*READING PASSAGE:*
----------------

It is not enough to condemn abortion. We need to develop alternatives and support systems and assist those who are expecting a child.

A poor woman who is expecting a child may not have even a place to live. Her family may reject her if she does not have an abortion. At Casa Juan Diego we have received many women in this situation. Their situation is difficult, precarious. They need help for many months.

Dorothy Day and Peter Maurin spoke of locating the center of value somewhere other than wealth and accumulation. Making a living and having a place to live is important, but we are called to more—to a destiny. Dorothy and Peter emphasized the primacy of the spiritual in our lives. It is easy to see how the economic factor dominates in people’s lives. What one possesses (economically) is what counts, not what one is. What you drive, what you wear, where you live, what kind of house you have, which parish you belong to, how much wealth you possess is what counts. The problem is that this hurts other people. It goes like this: my house, my car, my yard, my clothes, my vacation, my money, my investments, myfigure, my body. MY GOD, MY GOD, why have you forsaken us for this pot of porridge of material things?

The economic crisis is bringing everyone to a re-evaluation of all of this. Pope Benedict XVI has said that the cause of the world financial crisis is the idolatry of money. This sense of values affects not only decisions about abortion, but all of our lives.

Dorothy Day (and now Pope Benedict) spoke about the need for a revolution—a revolution of the heart—to break away from the grip of materialism that tries to replace our values and take possession of our souls. For Dorothy, to tempt people constantly and to barrage them with advertisement is immoral and unethical.
Houston Catholic Worker, Vol. XXIX, No. 2, Mar.-April 2009.

----------------

*BRIEF A:*
Write out every line of the rows below as a JSON list of strings, one string per line, with blank lines left out. Leave the pictures out of the answer.

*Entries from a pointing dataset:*
----------------

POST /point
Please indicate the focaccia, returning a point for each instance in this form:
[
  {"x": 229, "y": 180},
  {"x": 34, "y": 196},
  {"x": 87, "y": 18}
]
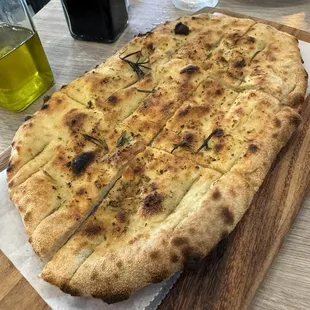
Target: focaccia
[{"x": 139, "y": 167}]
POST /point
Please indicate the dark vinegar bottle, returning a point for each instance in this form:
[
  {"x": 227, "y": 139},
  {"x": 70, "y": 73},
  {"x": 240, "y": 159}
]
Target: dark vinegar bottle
[{"x": 96, "y": 20}]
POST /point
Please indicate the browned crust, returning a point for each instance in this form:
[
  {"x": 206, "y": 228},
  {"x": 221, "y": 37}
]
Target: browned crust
[{"x": 47, "y": 146}]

----------------

*BRIEF B:*
Rewrite the stretch of the article on materialism from "The economic crisis" through "2, Mar.-April 2009.", putting "worship of wealth" in place of "idolatry of money".

*WRITTEN ANSWER A:*
[
  "POST /point",
  "Please indicate the focaccia, returning a point for each instance in this form:",
  "[",
  "  {\"x\": 229, \"y\": 180},",
  "  {\"x\": 34, \"y\": 196},",
  "  {\"x\": 87, \"y\": 18}",
  "]",
  "Target: focaccia",
  "[{\"x\": 139, \"y\": 167}]",
  "POST /point",
  "Please indicate the dark vinegar bottle, returning a point for each instance in this form:",
  "[",
  "  {\"x\": 227, \"y\": 139},",
  "  {\"x\": 70, \"y\": 73},",
  "  {\"x\": 240, \"y\": 159}",
  "]",
  "Target: dark vinegar bottle",
  "[{\"x\": 96, \"y\": 20}]",
  "POST /point",
  "Please indicate the browned crust, returning a point for each instance in this form:",
  "[",
  "  {\"x\": 206, \"y\": 228},",
  "  {\"x\": 221, \"y\": 37}",
  "]",
  "Target: browned crust",
  "[{\"x\": 47, \"y\": 146}]"
]

*WRITTEN ANSWER B:*
The economic crisis is bringing everyone to a re-evaluation of all of this. Pope Benedict XVI has said that the cause of the world financial crisis is the worship of wealth. This sense of values affects not only decisions about abortion, but all of our lives.

Dorothy Day (and now Pope Benedict) spoke about the need for a revolution—a revolution of the heart—to break away from the grip of materialism that tries to replace our values and take possession of our souls. For Dorothy, to tempt people constantly and to barrage them with advertisement is immoral and unethical.
Houston Catholic Worker, Vol. XXIX, No. 2, Mar.-April 2009.